= Given instruction =
Copy the records below exactly as they are written.

— START OF Supplied records —

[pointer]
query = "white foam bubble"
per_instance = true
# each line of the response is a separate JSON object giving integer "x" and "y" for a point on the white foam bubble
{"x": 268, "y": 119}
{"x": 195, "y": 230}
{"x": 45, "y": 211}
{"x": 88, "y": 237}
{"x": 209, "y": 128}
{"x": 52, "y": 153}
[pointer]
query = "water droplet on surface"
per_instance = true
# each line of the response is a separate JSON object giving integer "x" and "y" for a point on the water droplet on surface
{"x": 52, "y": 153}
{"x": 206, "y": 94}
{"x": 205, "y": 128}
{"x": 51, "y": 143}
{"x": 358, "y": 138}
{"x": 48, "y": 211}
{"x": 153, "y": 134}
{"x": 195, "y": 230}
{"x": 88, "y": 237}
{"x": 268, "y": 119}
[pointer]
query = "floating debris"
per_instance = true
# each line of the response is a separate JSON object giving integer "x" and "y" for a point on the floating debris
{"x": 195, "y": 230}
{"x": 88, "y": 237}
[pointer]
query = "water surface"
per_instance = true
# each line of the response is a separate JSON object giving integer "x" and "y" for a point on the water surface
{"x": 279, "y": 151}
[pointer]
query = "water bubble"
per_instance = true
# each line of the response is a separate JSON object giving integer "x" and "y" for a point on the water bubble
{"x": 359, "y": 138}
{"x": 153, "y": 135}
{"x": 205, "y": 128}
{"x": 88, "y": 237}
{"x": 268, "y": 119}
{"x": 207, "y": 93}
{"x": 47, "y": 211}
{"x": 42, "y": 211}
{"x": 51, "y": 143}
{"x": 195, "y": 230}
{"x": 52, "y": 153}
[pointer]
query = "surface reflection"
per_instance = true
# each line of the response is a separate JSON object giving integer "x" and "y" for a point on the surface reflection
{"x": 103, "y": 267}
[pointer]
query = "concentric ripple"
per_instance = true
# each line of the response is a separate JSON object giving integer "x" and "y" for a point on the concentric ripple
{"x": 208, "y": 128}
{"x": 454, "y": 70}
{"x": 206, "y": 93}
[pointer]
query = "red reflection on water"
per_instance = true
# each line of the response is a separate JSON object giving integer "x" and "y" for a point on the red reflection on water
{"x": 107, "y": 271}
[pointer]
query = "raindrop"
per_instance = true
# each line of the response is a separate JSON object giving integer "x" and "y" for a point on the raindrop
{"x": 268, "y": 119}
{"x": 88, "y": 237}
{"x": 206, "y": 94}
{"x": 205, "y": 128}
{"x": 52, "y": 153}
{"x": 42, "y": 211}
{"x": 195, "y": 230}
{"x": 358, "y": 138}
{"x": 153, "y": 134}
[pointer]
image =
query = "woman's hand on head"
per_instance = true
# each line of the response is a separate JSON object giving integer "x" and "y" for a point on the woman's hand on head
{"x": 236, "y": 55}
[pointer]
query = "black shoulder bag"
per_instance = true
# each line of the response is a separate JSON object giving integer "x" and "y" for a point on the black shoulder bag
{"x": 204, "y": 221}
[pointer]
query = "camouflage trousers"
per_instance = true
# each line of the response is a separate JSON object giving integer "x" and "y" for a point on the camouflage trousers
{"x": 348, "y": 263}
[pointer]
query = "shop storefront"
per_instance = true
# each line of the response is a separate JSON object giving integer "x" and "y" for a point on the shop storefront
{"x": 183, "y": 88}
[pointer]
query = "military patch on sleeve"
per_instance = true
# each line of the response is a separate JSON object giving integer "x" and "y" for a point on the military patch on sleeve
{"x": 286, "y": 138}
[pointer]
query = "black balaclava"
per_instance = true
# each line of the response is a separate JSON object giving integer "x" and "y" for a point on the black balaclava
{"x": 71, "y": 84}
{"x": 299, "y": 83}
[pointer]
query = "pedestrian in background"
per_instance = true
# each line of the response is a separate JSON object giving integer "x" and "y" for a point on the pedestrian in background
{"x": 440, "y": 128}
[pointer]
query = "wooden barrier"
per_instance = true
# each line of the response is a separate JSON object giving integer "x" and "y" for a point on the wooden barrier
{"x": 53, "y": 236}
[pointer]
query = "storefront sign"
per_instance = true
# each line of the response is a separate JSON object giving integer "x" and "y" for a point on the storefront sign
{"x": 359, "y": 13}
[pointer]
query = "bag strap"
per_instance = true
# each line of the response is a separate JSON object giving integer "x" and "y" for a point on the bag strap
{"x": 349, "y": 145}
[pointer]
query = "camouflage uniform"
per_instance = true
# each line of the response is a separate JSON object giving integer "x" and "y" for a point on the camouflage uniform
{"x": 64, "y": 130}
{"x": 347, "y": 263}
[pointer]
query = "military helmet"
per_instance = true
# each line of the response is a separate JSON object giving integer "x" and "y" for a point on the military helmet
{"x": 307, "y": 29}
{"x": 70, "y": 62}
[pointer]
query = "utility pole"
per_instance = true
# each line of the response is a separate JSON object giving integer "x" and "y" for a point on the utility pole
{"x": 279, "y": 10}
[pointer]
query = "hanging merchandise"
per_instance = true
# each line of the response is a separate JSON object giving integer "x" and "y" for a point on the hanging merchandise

— END OF Supplied records —

= Result =
[pointer]
query = "white foam bubble"
per_instance = true
# each line of the response is a separate JSON object giving integer "x" and "y" for a point on the white foam bubble
{"x": 268, "y": 119}
{"x": 195, "y": 230}
{"x": 45, "y": 211}
{"x": 88, "y": 237}
{"x": 209, "y": 128}
{"x": 52, "y": 153}
[pointer]
query = "water droplet on surface"
per_instance = true
# each line of the response is a separate JSON object giving integer "x" and "y" for a point on the water droplet on surface
{"x": 52, "y": 153}
{"x": 206, "y": 94}
{"x": 205, "y": 128}
{"x": 51, "y": 143}
{"x": 358, "y": 138}
{"x": 48, "y": 211}
{"x": 153, "y": 134}
{"x": 195, "y": 230}
{"x": 88, "y": 237}
{"x": 268, "y": 119}
[pointer]
query = "floating debris"
per_instance = true
# each line of the response is a separate JSON object giving integer "x" and "y" for a point on the floating debris
{"x": 195, "y": 230}
{"x": 88, "y": 237}
[pointer]
query = "water surface"
per_instance = true
# each line of the response is a separate JSON object giving integer "x" and "y" for a point on the water surface
{"x": 279, "y": 151}
[pointer]
query = "water bubble"
per_instance = true
# each line of the response is a separate JSON object giving integer "x" and "y" for a point on the water bubble
{"x": 359, "y": 138}
{"x": 153, "y": 135}
{"x": 205, "y": 128}
{"x": 88, "y": 237}
{"x": 268, "y": 119}
{"x": 207, "y": 93}
{"x": 47, "y": 211}
{"x": 42, "y": 211}
{"x": 51, "y": 143}
{"x": 195, "y": 230}
{"x": 52, "y": 153}
[pointer]
query = "surface reflection"
per_instance = true
# each line of the response is a separate JSON object giving integer "x" and "y" for a point on the surface reflection
{"x": 103, "y": 267}
[pointer]
query = "concentric ripple"
per_instance = true
# each line of the response is a separate JSON object giving integer "x" and "y" for a point on the concentric ripple
{"x": 208, "y": 128}
{"x": 454, "y": 70}
{"x": 206, "y": 93}
[pointer]
query = "red reflection on water"
per_instance = true
# each line of the response is a separate JSON object giving integer "x" and "y" for a point on the red reflection on water
{"x": 107, "y": 271}
[pointer]
query = "raindrop"
per_instance = true
# each line of the response is a separate JSON object giving integer "x" and "y" for a point on the raindrop
{"x": 268, "y": 119}
{"x": 88, "y": 237}
{"x": 206, "y": 94}
{"x": 205, "y": 128}
{"x": 52, "y": 153}
{"x": 42, "y": 211}
{"x": 195, "y": 230}
{"x": 358, "y": 138}
{"x": 153, "y": 134}
[pointer]
image =
query = "woman's hand on head"
per_instance = true
# each line of the response is a separate JSON object giving integer "x" and "y" for a point on the woman's hand on head
{"x": 236, "y": 55}
[pointer]
query = "black shoulder bag"
per_instance = true
# each line of the response is a separate JSON object giving integer "x" and "y" for a point on the black shoulder bag
{"x": 204, "y": 221}
[pointer]
query = "camouflage trousers"
per_instance = true
# each line of the response is a separate JSON object giving integer "x" and "y" for a point on the camouflage trousers
{"x": 348, "y": 263}
[pointer]
query = "shop storefront"
per_instance = true
# each line of the response is a separate JSON object giving integer "x" and "y" for a point on the shop storefront
{"x": 183, "y": 88}
[pointer]
query = "military patch on sleeve"
per_instance = true
# each line of the response is a separate JSON object giving integer "x" and "y" for a point on the military patch on sleeve
{"x": 286, "y": 138}
[pointer]
query = "black balaclava"
per_instance = true
# each line of the response is a separate JSON object giving integer "x" and "y" for a point on the black balaclava
{"x": 71, "y": 84}
{"x": 299, "y": 83}
[pointer]
query = "pedestrian in background"
per_instance = true
# each line of the response is a separate JSON object giving integer "x" and "y" for a point on the pedestrian in background
{"x": 440, "y": 128}
[pointer]
query = "wooden barrier"
per_instance = true
# each line of the response is a separate JSON object giving integer "x" and "y" for a point on the wooden barrier
{"x": 53, "y": 236}
[pointer]
query = "storefront sign"
per_instance = true
# each line of the response is a separate JSON object giving integer "x" and "y" for a point on the storefront sign
{"x": 359, "y": 13}
[pointer]
query = "bag strap"
per_instance = true
# each line of the response is a separate JSON object giving integer "x" and "y" for a point on the bag strap
{"x": 349, "y": 145}
[pointer]
query = "camouflage uniform"
per_instance = true
# each line of the response is a separate JSON object giving integer "x" and "y" for a point on the camouflage uniform
{"x": 64, "y": 130}
{"x": 347, "y": 263}
[pointer]
query = "military helmet"
per_instance = true
# each line of the response is a separate JSON object giving integer "x" and "y" for a point on the military helmet
{"x": 307, "y": 29}
{"x": 70, "y": 62}
[pointer]
query = "utility pole"
per_instance = true
# each line of the response is a separate JSON object giving integer "x" and "y" for a point on the utility pole
{"x": 279, "y": 10}
[pointer]
query = "hanging merchandise"
per_instance = true
# each line of the response is a separate JSON object giving integer "x" and "y" for a point on the hanging merchandise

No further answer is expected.